▸ **Aim**
Reproduce all of the rows below word for word, but leave the pictures out.

(Stored data)
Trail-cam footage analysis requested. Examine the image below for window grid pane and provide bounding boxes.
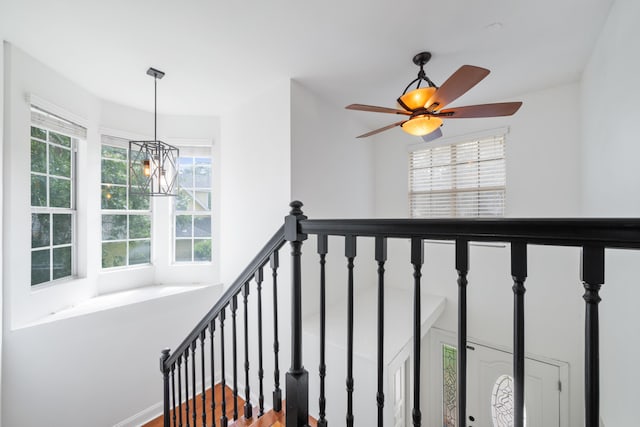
[173,156,212,262]
[101,135,151,269]
[30,118,77,286]
[409,135,506,217]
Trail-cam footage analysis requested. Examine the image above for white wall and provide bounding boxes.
[375,84,583,425]
[220,80,291,285]
[2,44,224,426]
[0,39,5,425]
[291,81,376,314]
[3,44,219,328]
[2,287,219,427]
[581,0,640,426]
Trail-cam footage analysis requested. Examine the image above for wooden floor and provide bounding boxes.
[142,384,244,427]
[142,384,317,427]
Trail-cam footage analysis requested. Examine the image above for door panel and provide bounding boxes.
[467,344,560,427]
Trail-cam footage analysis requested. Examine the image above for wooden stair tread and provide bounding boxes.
[142,384,317,427]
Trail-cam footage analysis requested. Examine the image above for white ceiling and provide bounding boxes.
[0,0,613,115]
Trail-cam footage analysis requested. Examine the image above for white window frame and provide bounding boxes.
[29,105,86,289]
[100,133,153,271]
[171,146,214,265]
[408,128,508,218]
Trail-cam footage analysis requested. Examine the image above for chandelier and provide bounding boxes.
[129,68,180,196]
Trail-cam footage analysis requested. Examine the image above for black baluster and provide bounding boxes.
[284,200,309,427]
[269,252,282,412]
[376,237,387,427]
[318,234,329,427]
[344,235,356,427]
[200,328,208,427]
[580,246,604,427]
[191,339,198,427]
[220,307,228,427]
[411,237,424,427]
[511,242,527,427]
[209,318,224,427]
[231,295,238,420]
[456,239,469,427]
[160,348,170,427]
[254,267,264,417]
[184,347,195,427]
[174,356,182,427]
[242,282,253,418]
[171,363,180,427]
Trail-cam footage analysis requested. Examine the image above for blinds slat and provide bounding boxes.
[409,135,506,221]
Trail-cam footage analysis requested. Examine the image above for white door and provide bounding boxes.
[467,344,560,427]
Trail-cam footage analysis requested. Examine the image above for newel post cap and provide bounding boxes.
[284,200,307,242]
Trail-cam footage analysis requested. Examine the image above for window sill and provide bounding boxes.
[18,283,222,329]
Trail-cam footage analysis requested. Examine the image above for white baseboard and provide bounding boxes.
[113,402,163,427]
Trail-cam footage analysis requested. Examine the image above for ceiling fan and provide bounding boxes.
[345,52,522,142]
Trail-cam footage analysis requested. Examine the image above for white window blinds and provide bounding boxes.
[31,105,87,139]
[409,135,506,218]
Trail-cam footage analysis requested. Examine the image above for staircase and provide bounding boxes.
[142,384,317,427]
[156,202,640,427]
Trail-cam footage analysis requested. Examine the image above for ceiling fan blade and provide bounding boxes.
[425,65,489,111]
[438,102,522,119]
[422,128,442,142]
[344,104,411,116]
[356,120,406,138]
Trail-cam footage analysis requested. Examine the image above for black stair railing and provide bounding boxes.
[160,227,285,427]
[161,202,640,427]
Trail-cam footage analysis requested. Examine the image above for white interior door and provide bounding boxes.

▸ **The reply**
Trail-cam footage analysis requested. Examine the image below for window grid pane and provide bounding boxes.
[173,156,212,262]
[101,135,151,269]
[30,118,77,286]
[409,135,506,217]
Trail-cam footage analysis requested. Examine the image above for white wall and provide bounding boxes.
[375,84,583,425]
[220,80,291,285]
[2,44,224,426]
[0,39,5,425]
[291,81,376,314]
[3,44,219,328]
[2,287,219,427]
[581,0,640,426]
Trail-cam footage analysis requested. Examine the image above for wooden floor and provide bounding boxes.
[142,384,244,427]
[142,384,317,427]
Trail-cam footage analysis requested. Examine the image above for door panel and provide bounding boxes.
[467,344,560,427]
Trail-cam footage analysis requested. Examine the image above for wooden stair tread and provide bounding boxes.
[142,384,317,427]
Trail-cam footage analysis requested. Examine the image above for white ceiling and provide bounding boxes.
[0,0,613,115]
Trail-cam footage analysis requested. Examine the image above for white window frame and provide bounding boxes.
[29,105,86,289]
[100,133,153,271]
[171,146,214,265]
[408,128,508,218]
Trail-cam footage analysis requested. Examine the image above for chandelier and provide bounding boxes.
[129,68,180,196]
Trail-cam footage analysis requested. Examine the image above for black baluster and provide bounding boxes.
[284,200,309,427]
[269,252,282,412]
[376,237,387,427]
[318,234,329,427]
[344,235,356,427]
[200,328,208,427]
[580,246,604,427]
[191,339,198,427]
[220,307,228,427]
[411,237,424,427]
[511,242,527,427]
[209,318,224,427]
[231,295,238,420]
[456,239,469,427]
[160,348,170,427]
[254,267,264,417]
[184,347,195,427]
[174,356,182,427]
[242,282,253,418]
[171,363,180,427]
Trail-cam footage analysis requested. Examine the image above for blinds slat and provide bounding boxes.
[409,135,506,221]
Trail-cam footage analysis requested. Examine the image above for white door and provide bounding boxes.
[467,344,560,427]
Trail-cam footage analysis requested. Examine the image above for newel post cap and provide bounding boxes.
[284,200,307,242]
Trail-cam footage analysis requested. Examine the image above for window sill and provide bounding boxes.
[18,283,222,329]
Trail-cam footage analysis requested. Examine the image above for white baseboard and provide bounding boxes.
[113,402,163,427]
Trail-cam footage analysis requested. Examine the image above for ceiling fan and provide bounding boxes.
[345,52,522,142]
Trail-cam footage analysis requested. Examine the image above for white window blinds and provide bounding boxes.
[31,105,87,139]
[409,135,506,218]
Trail-cam footage analysis requested. Examine the image above for staircase and provide bounding boxes.
[142,384,317,427]
[156,202,640,427]
Trail-cam footage analysis requested. Examine the image above for ceiling fan blade and provide bounding boxes.
[425,65,489,111]
[438,102,522,119]
[422,128,442,142]
[344,104,411,116]
[356,120,406,138]
Trail-cam footage analysis requested. Examine the image above for black stair railing and provide bounding boxes.
[160,227,285,427]
[161,202,640,427]
Trail-cam footage analysis requested. Examine the image above for white interior door and provide bounding boxes.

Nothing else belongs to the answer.